Problem description:
Rewrite every line of the items below, requests included. Scale each point coordinate in the answers by 2.4 and round to the nearest whole number, with halves rounded up. Leave the numbers in the requests and their format samples unchanged.

Information given:

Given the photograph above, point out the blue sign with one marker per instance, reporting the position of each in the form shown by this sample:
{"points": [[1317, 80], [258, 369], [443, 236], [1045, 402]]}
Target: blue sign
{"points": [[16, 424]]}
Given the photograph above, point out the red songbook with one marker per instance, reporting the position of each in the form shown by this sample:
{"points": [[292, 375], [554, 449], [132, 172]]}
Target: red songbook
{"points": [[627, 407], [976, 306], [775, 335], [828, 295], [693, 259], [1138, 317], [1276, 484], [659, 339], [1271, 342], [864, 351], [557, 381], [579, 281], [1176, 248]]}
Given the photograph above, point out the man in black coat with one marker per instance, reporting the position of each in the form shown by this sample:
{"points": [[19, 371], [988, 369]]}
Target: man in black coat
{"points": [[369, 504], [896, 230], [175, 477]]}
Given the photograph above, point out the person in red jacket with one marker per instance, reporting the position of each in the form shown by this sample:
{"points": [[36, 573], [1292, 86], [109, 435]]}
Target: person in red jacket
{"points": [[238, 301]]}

Written answer:
Given the photograph above, point out the blue sign with one marker per instance, reporting the position of each in the form shown by this sample:
{"points": [[1317, 80], [258, 369], [443, 236], [1045, 402]]}
Target: blue sign
{"points": [[38, 1018]]}
Given the photograph above, point out the red songbook with one marker per instance, reporting the position of each in the form shown by this sample:
{"points": [[292, 375], [554, 449], [132, 172]]}
Target: red songbook
{"points": [[1505, 977], [2342, 734], [1860, 804], [1987, 708], [1663, 622], [2731, 761], [3062, 1162], [1582, 814], [3050, 821], [2074, 842], [1337, 914], [1390, 674], [2822, 595]]}
Given the photograph above, point out the man in black coat with one marker per instance, reporting the position of each in the form shown by this sample:
{"points": [[19, 371], [988, 369]]}
Target: man in black coat
{"points": [[886, 1210], [2150, 552], [420, 1145]]}
Given the photograph above, point out the person in red jacket with one marker per instance, reporting the position of each in the form shown by this sample:
{"points": [[36, 573], [1292, 86], [109, 435]]}
Target: person in red jacket
{"points": [[571, 722]]}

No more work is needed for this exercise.